> Selected text
────────────────

The Great American Pastime Tree
National Wildlife, April-May, 2000
What do baseball players and foresters have in common? A deep appreciation of the white ash
The old tree's time had run out. A white ash of considerable size, it stood along a country lane that winds through a picture-postcard valley in New York's Taconic Highlands. And one could imagine it as a robust youngster 140 years ago when men from nearby farms left home to fight the Civil War in the fields of Virginia and Pennsylvania. In the summer heat, the ash invited foot travelers into its pool of shade. In winter, when its sprawling, naked branches were silhouetted against snow-laden skies, the tree had been a textbook image of a field-grown ash (as opposed to the very different, more upright personality of one growing in the forest).
But in recent years, limb after limb had died, and when the town sent out a crew to cut down the great ash, hardly anyone took note-even though the local papers did run stories about an ancient white oak near the corner church after it was split by lightning. It seems people take ashes for granted, if they think of them at all.
Scratch the surface in search of those whose lives are touched by the species, however, and you'll find plenty who would care about the passing of a grand old ash. Take, for example, Robert Leverett, a founder of the nonprofit Eastern Native Tree Society, who views the white ash as "one of our noblest trees." Or Mike Birmingham, a forest health expert for the New York Department of Environmental Conservation, who is tracking outbreaks of ash yellows, a recently identified disease.
Then there are the boys of summer, like Mark McGwire and Sammy Sosa, whose ash sticks propel horsehide spheres over outfield walls. As the late writer John Madson, who plied his craft in St. Louis Cardinals country, once wrote, the white ash is "the great American pastime tree." (Quite by coincidence, its scientific name is Fraxinus americana.)
Ash wasn't always the wood of choice in the batter's box, however, nor is it the only one today. Moreover, aluminum has pretty much taken its place from college diamonds to sandlots. But before we consider the baseball bat's evolution and its journey from standing tree to dugout, meet the white ash as a living tree through the eyes of Leverett, a leading advocate for eastern old-growth forests.

────────────────

> Actions to take
1 – According to the white ash article, what is the scientific name of the white ash?
2 – Continue the white ash article from its final sentence.

────────────────

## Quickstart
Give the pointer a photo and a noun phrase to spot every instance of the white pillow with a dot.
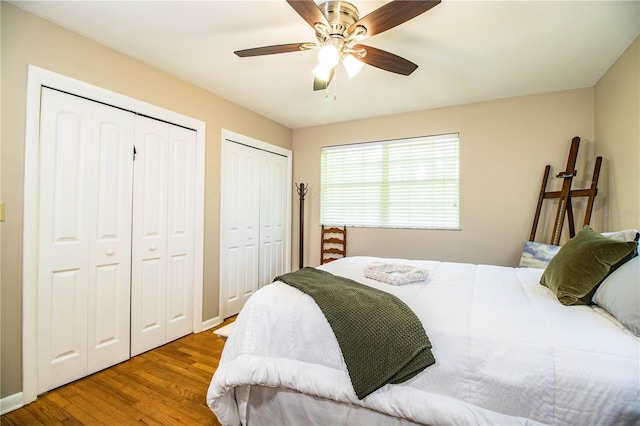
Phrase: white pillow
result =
(619, 294)
(626, 235)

────────────────

> Results by task
1 – Fraxinus americana

2 –
"I think of the white ash as being one of the more illusive trees of the forest, unlike oaks, which have an overpowering effect," says Leverett, who lives in Holyoke, Massachusetts. "Yet the ash is a mighty and incredibly fast-growing tree." He notes that drawings and photographs in handbooks usually depict the trees growing in open, accessible areas. "Field-grown ashes can be beautiful," he says, "but in maturity, as limbs are lost, they often develop an ungainly appearance, as if they can't decide in which direction to invest new growth. By contrast, the in-forest ash is majestic, rivaling the best of the tulip poplars for soaring trunks. However, its gentle upward- curving limbs are most pleasing when the ash has a little growing space."
The white ash belongs to a genus of some 70 species of trees and shrubs that are found mostly in northern temperate regions of the world. Sixteen species reach tree size in North America, but only six are valued for their wood and only one of those, the Oregon ash, is found west of the prairies. Second in commercial importance to the white ash is the green ash, a species that is particularly abundant on the floodplains of the Mississippi River drainage and is known locally as swamp or river ash.
White ash, on the other hand, prefers lower mountain slopes, ravines and coves where the loam is deep, rich and moist but well drained. Ashes are scattered throughout old-growth forests-one tree here, one tree there, comprising at most 5 percent of the whole. (Some of those venerable trees were seedlings at the end of the seventeenth century, as white ash can live for 300 years.)
However, dense clusters of young white ash trees are fairly common in the Northeast where old farms have been reclaimed by second-growth forest. Those stands, unfortunately, are especially vulnerable to ash yellows, which causes a rapid decline in tree growth and a progressive dieback of the branches. Trees of harvestable size that become infected with the microbe, which is transmitted by small plant-sucking insects called leafhoppers, will succumb in 5 to 10 years. "There are stands of white ash near Albany where you won't find a single living tree," says forest-health expert Birmingham. The blight is most severe in areas where the forest has been invaded by fingers of housing and their attendant cultivated plants and weeds that attract the insects. "The white ash," he adds, "is a silent victim of forest fragmentation."
The ashes likely owe their name to the ashy gray color of their bark, which on a patriarchal white ash is about three inches thick and deeply fissured in a diamond pattern. The feathery leaves, which unfold after oaks and maples have displayed their spring finery, are composed of as many as 11 leaflets (usually 7 for the white ash). In autumn, when other hardwoods blaze with see-me colors, ash foliage fades to a delicate purple, then bronze and finally a lemon yellow "as though an artist were painting it a different hue every day," says Leverett. At the same time, the branches of female ash trees sag with copious crops of flat, winged seeds that are shaped like elfin canoe paddles and are an important food resource for wood ducks, quail, wild turkeys, grouse, grosbeaks, cardinals and other songbirds.